- [Exercise objective]:
Reproduce every line of the material below word for word, keeping each line in its original order.

----- Data supplied -----

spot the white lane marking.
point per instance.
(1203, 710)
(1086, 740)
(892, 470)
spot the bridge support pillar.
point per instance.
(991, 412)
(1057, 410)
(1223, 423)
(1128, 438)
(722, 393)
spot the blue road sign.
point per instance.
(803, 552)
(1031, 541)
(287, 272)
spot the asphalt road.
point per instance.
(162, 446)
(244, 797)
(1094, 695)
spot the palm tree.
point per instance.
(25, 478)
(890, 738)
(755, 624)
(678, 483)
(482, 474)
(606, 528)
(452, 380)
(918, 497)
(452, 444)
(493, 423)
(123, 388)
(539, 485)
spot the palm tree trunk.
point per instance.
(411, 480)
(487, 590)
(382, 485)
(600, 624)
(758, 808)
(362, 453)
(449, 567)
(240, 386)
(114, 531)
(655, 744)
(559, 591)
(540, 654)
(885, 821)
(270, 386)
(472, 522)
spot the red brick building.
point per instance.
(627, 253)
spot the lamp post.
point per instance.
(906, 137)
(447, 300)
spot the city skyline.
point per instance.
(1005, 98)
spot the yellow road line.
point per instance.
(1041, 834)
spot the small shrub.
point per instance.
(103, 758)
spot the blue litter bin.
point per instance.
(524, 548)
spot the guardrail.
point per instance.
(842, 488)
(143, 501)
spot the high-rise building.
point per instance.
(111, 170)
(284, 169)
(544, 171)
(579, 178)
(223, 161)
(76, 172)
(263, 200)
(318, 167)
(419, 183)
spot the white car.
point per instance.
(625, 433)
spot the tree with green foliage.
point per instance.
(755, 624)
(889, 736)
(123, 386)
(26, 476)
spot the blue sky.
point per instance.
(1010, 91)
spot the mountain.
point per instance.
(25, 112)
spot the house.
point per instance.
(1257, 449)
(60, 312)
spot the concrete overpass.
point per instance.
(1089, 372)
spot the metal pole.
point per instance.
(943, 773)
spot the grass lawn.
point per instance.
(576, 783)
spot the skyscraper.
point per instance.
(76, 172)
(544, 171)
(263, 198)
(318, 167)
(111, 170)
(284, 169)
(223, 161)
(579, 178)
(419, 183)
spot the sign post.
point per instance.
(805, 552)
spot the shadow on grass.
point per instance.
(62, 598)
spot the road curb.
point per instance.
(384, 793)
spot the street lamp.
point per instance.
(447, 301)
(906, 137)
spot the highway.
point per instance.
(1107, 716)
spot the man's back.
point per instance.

-----

- [Right answer]:
spot the white lane marking.
point per instance.
(1203, 710)
(1086, 740)
(892, 470)
spot the bridge support pillar.
point per instance.
(991, 412)
(1057, 410)
(1223, 423)
(1128, 438)
(722, 393)
spot the blue road sign.
point per instance.
(803, 552)
(1031, 541)
(287, 272)
spot the asphalt road.
point per instance.
(162, 446)
(244, 797)
(1094, 695)
spot the palm tree.
point per instance.
(25, 478)
(890, 738)
(755, 624)
(678, 483)
(482, 474)
(606, 528)
(452, 380)
(918, 497)
(452, 444)
(493, 423)
(123, 388)
(539, 485)
spot the palm tree trunk.
point per instance.
(411, 480)
(487, 590)
(382, 485)
(600, 624)
(758, 808)
(362, 453)
(449, 567)
(240, 386)
(114, 531)
(655, 744)
(559, 591)
(540, 654)
(885, 821)
(270, 386)
(472, 522)
spot the red brick building.
point per instance.
(627, 253)
spot the lamp post.
point per instance.
(906, 137)
(447, 300)
spot the city skyline.
point per instance.
(1005, 98)
spot the yellow road line.
point per instance.
(1041, 834)
spot the small shrub.
point per instance.
(103, 758)
spot the blue litter bin.
point per instance.
(524, 548)
spot the guardrail.
point per instance.
(842, 488)
(143, 501)
spot the high-rise building.
point per instance.
(111, 170)
(284, 169)
(544, 171)
(579, 178)
(223, 161)
(76, 172)
(263, 200)
(318, 167)
(419, 183)
spot the white car.
point per instance.
(625, 433)
spot the tree with green foliage.
point per instance.
(755, 624)
(889, 736)
(123, 386)
(26, 476)
spot the blue sky.
point per instance.
(1010, 91)
spot the mountain.
point per instance.
(25, 112)
spot the house.
point per instance.
(1257, 449)
(60, 312)
spot the concrete overpass.
point per instance.
(1089, 372)
spot the metal pole.
point per instance.
(943, 773)
spot the grass lawn.
point per instance.
(576, 783)
spot the skyscraper.
point per instance.
(76, 172)
(544, 171)
(263, 198)
(318, 167)
(111, 170)
(284, 169)
(223, 161)
(579, 178)
(419, 183)
spot the sign post.
point per instance.
(805, 552)
spot the shadow on grass.
point per instance.
(62, 598)
spot the road curb.
point per instance.
(384, 793)
spot the street lamp.
point per instance.
(447, 301)
(906, 137)
spot the highway.
point per instance.
(1107, 716)
spot the man's back.
point per instance.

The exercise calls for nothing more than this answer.